▶ [Document excerpt]
Introduction
Two epidemiological generalizations have emerged consistently from the plethora of analysis about the impact of COVID-19. First, children are less at risk of infection than adults, particularly older adults.2 Second, vulnerable populations, including those experiencing socioeconomic hardship, racial, ethnic or caste-related injustice and other forms of structural inequity, face disproportionate pandemic-related impacts.3 Millions of children, including migrant children, therefore, while relatively protected by their age, are nevertheless at heightened risk from the pandemic because of their precarious status: “What started as a public health emergency has snowballed into a formidable test for global development and for the prospects of today’s young generation.”
The impacts arising from the COVID-19 pandemic include not only infectioninduced morbidity and mortality, but also heightened exposure to other severe risks and human rights violations, including extreme poverty and related hunger, violence, exploitation, homelessness and mental illness.5 While a systematic, integrated daily global tally of COVID-19 infection rates and deaths is available, reliable information about other impacts is more elusive.6 Given that migrant children are particularly affected by these latter impacts, an assessment of the pandemic’s impact on this population and the policy implications that flow from it must rely on disparate data sources, including crowdsourced mobility data, media reports and anecdotal accounts.
The global child migrant population affected by the pandemic spans a very diverse constituency. Among them, and not covered by this report, are children accompanied by supportive and socioeconomically secure families able to protect their members from exposure to congregate settings and other pandemic risk factors, and to organize (or reorganize) their migrations through safe and legal channels. However, millions of child migrants affected by COVID-19 are highly vulnerable, whether they migrate accompanying family members or alone.8 They include children forced to flee conflict, persecution or environmental calamity. They also include children forced to leave unbearable home circumstances, whether because of destitution, lack of future prospects, familial abuse or other pressures.
The pandemic, and the strain it has placed on all public services, including those responsible for protecting vulnerable children, compounds circumstances already filled with a wide range of age-specific child-protection risks. A case in point is the risk posed by delays in immunization campaigns to administer life-saving vaccines for rubella and measles – with millions of children affected, those forcibly displaced are likely to be at particular risk.

▶ [Exercise] Reproduce verbatim the passage of the introduction on COVID-19 and migrant children that begins with the words "The pandemic, and" and ends with the words "at particular risk.".

▶ [Material provided]
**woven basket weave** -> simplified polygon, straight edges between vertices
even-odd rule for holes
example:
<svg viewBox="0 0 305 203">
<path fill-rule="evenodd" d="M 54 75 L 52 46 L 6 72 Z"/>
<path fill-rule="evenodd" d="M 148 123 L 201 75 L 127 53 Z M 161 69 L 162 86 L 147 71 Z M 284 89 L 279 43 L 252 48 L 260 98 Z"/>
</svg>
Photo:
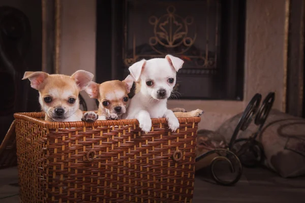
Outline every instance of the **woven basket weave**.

▶ [Answer space]
The pandemic, and the strain it has placed on all public services, including those responsible for protecting vulnerable children, compounds circumstances already filled with a wide range of age-specific child-protection risks. A case in point is the risk posed by delays in immunization campaigns to administer life-saving vaccines for rubella and measles – with millions of children affected, those forcibly displaced are likely to be at particular risk.